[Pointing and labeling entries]
— Begin —
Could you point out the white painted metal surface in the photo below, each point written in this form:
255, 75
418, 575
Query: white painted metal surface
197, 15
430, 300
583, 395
— End —
• Stated problem: Copy the material above line by line, leaving every character as it is.

• Exercise output:
Could you point out the white painted metal surface in the photo below, each point written in this form:
255, 75
418, 575
Query: white painted metal surface
197, 15
430, 300
583, 395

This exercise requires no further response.